• TO BE DONE
Convert every line of the material below into a two-column Markdown table, with the row number under "Row" and the line itself under "Text". Leave out any blank lines.

• RECORD LIST
════════════════

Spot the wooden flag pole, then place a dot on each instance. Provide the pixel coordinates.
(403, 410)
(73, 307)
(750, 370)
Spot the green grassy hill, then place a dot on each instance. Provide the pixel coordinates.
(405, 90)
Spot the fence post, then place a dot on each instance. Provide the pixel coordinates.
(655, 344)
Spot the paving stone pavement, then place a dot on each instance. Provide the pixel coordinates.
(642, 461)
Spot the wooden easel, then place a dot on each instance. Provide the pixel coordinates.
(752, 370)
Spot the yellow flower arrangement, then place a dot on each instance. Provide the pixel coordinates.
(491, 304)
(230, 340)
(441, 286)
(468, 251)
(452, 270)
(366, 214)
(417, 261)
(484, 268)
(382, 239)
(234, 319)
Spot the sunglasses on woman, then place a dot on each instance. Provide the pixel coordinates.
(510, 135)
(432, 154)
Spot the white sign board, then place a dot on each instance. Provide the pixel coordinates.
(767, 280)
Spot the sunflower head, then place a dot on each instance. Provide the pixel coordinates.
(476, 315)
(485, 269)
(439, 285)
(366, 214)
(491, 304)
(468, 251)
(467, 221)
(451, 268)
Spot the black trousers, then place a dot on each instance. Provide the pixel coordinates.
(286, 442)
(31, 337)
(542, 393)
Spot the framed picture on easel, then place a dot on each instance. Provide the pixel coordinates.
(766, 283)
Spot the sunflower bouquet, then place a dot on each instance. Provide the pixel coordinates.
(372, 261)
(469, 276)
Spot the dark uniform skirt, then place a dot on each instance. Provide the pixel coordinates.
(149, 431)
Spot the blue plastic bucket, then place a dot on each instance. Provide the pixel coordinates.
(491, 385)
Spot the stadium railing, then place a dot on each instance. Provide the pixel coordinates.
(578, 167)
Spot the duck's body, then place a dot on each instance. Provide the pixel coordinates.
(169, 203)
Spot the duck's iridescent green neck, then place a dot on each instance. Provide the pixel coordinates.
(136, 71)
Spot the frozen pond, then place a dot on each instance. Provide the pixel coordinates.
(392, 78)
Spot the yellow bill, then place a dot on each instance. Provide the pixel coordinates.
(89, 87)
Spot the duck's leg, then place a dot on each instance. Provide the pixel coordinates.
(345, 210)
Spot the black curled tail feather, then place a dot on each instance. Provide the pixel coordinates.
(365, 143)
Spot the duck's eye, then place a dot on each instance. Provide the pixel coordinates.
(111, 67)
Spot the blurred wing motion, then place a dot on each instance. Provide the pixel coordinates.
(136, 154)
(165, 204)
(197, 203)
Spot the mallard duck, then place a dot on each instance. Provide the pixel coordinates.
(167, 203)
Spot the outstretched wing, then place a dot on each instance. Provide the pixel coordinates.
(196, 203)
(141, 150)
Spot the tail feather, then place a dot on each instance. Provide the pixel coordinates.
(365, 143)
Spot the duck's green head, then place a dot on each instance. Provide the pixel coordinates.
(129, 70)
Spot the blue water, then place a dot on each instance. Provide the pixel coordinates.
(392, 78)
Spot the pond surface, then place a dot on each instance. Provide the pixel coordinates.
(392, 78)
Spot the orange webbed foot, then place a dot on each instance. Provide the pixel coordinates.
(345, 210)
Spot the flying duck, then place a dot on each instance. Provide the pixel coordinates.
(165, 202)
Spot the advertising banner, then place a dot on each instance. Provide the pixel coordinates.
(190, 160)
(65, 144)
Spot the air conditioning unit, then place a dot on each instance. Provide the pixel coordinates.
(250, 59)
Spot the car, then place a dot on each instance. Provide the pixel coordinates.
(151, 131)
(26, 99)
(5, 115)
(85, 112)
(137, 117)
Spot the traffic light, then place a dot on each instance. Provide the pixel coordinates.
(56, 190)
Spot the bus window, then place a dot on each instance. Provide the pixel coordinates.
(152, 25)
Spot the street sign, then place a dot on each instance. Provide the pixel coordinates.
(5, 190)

════════════════

• SOLUTION
| Row | Text |
|---|---|
| 1 | Spot the wooden flag pole, then place a dot on each instance. Provide the pixel coordinates. |
| 2 | (403, 410) |
| 3 | (73, 307) |
| 4 | (750, 370) |
| 5 | Spot the green grassy hill, then place a dot on each instance. Provide the pixel coordinates. |
| 6 | (405, 90) |
| 7 | Spot the fence post, then place a dot on each instance. Provide the pixel coordinates. |
| 8 | (655, 344) |
| 9 | Spot the paving stone pavement, then place a dot on each instance. Provide the pixel coordinates. |
| 10 | (642, 461) |
| 11 | Spot the wooden easel, then place a dot on each instance. Provide the pixel coordinates. |
| 12 | (752, 370) |
| 13 | Spot the yellow flower arrangement, then place a dot on each instance. Provide the pixel coordinates. |
| 14 | (491, 304) |
| 15 | (230, 340) |
| 16 | (441, 286) |
| 17 | (468, 251) |
| 18 | (452, 270) |
| 19 | (366, 214) |
| 20 | (417, 261) |
| 21 | (484, 268) |
| 22 | (382, 239) |
| 23 | (234, 319) |
| 24 | Spot the sunglasses on woman, then place a dot on each instance. Provide the pixel coordinates. |
| 25 | (510, 135) |
| 26 | (432, 154) |
| 27 | Spot the white sign board, then place a dot on each instance. Provide the pixel coordinates. |
| 28 | (767, 280) |
| 29 | Spot the sunflower head, then place a dot on each instance. Provide the pixel coordinates. |
| 30 | (476, 315) |
| 31 | (485, 269) |
| 32 | (439, 285) |
| 33 | (366, 214) |
| 34 | (491, 304) |
| 35 | (468, 251) |
| 36 | (467, 221) |
| 37 | (451, 268) |
| 38 | Spot the black trousers, then place a dot on each instance. Provide the pixel coordinates. |
| 39 | (286, 442) |
| 40 | (31, 337) |
| 41 | (542, 393) |
| 42 | Spot the framed picture on easel, then place a dot on each instance. Provide the pixel coordinates. |
| 43 | (766, 283) |
| 44 | Spot the sunflower bouquet, then place a dot on each instance. Provide the pixel coordinates. |
| 45 | (372, 261) |
| 46 | (469, 276) |
| 47 | Spot the dark uniform skirt, then place a dot on each instance. Provide the pixel coordinates. |
| 48 | (149, 431) |
| 49 | Spot the blue plastic bucket, then place a dot on each instance. Provide the pixel coordinates. |
| 50 | (491, 385) |
| 51 | Spot the stadium railing, then place a dot on each instance. Provide the pixel coordinates. |
| 52 | (578, 167) |
| 53 | Spot the duck's body, then place a dot on each instance. Provide the pixel coordinates. |
| 54 | (169, 203) |
| 55 | Spot the duck's iridescent green neck, then place a dot on each instance. Provide the pixel coordinates. |
| 56 | (136, 71) |
| 57 | Spot the frozen pond, then place a dot on each instance. Provide the pixel coordinates. |
| 58 | (392, 78) |
| 59 | Spot the yellow bill, then place a dot on each instance. Provide the pixel coordinates. |
| 60 | (89, 87) |
| 61 | Spot the duck's leg, then place a dot on each instance. Provide the pixel coordinates. |
| 62 | (345, 210) |
| 63 | Spot the black curled tail feather, then place a dot on each instance. Provide the pixel coordinates. |
| 64 | (365, 143) |
| 65 | Spot the duck's eye, then place a dot on each instance. Provide the pixel coordinates. |
| 66 | (111, 67) |
| 67 | Spot the blurred wing motion, then place a dot on each instance. Provide the pixel coordinates. |
| 68 | (136, 154) |
| 69 | (165, 204) |
| 70 | (197, 203) |
| 71 | Spot the mallard duck, then place a dot on each instance. Provide the pixel coordinates. |
| 72 | (167, 203) |
| 73 | Spot the outstretched wing, then place a dot on each instance. Provide the pixel coordinates. |
| 74 | (196, 203) |
| 75 | (141, 150) |
| 76 | Spot the tail feather, then place a dot on each instance. Provide the pixel coordinates. |
| 77 | (365, 143) |
| 78 | Spot the duck's green head, then place a dot on each instance. Provide the pixel coordinates. |
| 79 | (129, 70) |
| 80 | Spot the blue water, then place a dot on each instance. Provide the pixel coordinates. |
| 81 | (392, 78) |
| 82 | Spot the pond surface, then place a dot on each instance. Provide the pixel coordinates. |
| 83 | (392, 78) |
| 84 | Spot the orange webbed foot, then place a dot on each instance. Provide the pixel coordinates. |
| 85 | (345, 210) |
| 86 | Spot the flying duck, then place a dot on each instance. Provide the pixel coordinates. |
| 87 | (165, 202) |
| 88 | Spot the advertising banner, then place a dot on each instance. Provide the pixel coordinates. |
| 89 | (190, 160) |
| 90 | (65, 144) |
| 91 | Spot the air conditioning unit, then place a dot on each instance. Provide the pixel coordinates. |
| 92 | (250, 59) |
| 93 | Spot the car, then place a dot on each instance. Provide the pixel coordinates. |
| 94 | (151, 131) |
| 95 | (26, 99) |
| 96 | (5, 115) |
| 97 | (85, 112) |
| 98 | (137, 117) |
| 99 | Spot the traffic light, then place a dot on each instance. Provide the pixel coordinates. |
| 100 | (56, 190) |
| 101 | Spot the bus window, then place a dot on each instance. Provide the pixel coordinates. |
| 102 | (152, 25) |
| 103 | Spot the street sign, then place a dot on each instance. Provide the pixel coordinates. |
| 104 | (5, 190) |